DATA EXCERPTS →
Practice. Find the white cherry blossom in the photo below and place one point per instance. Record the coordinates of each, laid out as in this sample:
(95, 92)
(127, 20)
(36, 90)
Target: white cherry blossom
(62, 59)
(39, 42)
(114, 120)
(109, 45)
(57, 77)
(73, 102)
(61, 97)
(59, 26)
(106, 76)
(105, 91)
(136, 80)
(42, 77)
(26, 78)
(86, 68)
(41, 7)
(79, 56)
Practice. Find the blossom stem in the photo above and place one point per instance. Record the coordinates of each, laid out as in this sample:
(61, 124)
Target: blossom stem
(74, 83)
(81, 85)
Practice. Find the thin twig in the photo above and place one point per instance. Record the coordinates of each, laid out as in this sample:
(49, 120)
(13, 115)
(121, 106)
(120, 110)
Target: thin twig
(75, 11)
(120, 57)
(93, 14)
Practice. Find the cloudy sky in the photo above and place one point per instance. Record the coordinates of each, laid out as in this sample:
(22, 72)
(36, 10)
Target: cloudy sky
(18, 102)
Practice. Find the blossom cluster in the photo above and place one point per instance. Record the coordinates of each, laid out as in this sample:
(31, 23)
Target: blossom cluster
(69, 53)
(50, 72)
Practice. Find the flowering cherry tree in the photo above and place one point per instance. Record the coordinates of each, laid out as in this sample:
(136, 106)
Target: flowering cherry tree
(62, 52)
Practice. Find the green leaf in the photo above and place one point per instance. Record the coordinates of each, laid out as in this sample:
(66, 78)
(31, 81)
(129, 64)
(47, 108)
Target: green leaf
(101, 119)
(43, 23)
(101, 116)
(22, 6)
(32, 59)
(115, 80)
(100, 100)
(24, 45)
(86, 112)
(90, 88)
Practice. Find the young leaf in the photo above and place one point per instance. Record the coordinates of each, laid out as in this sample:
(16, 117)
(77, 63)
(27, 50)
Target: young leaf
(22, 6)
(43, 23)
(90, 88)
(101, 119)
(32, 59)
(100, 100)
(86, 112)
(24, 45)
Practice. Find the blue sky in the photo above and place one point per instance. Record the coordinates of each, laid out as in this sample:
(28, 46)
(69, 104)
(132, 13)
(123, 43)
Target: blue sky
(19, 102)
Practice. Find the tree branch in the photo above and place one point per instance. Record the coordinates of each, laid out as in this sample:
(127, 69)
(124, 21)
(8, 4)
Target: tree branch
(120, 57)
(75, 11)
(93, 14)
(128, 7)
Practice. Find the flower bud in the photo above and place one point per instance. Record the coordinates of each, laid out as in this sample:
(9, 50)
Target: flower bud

WHAT YOU HAVE TO DO → Your answer should be one number: how many lines of the material include the word "coordinates".

TASK ANSWER → 11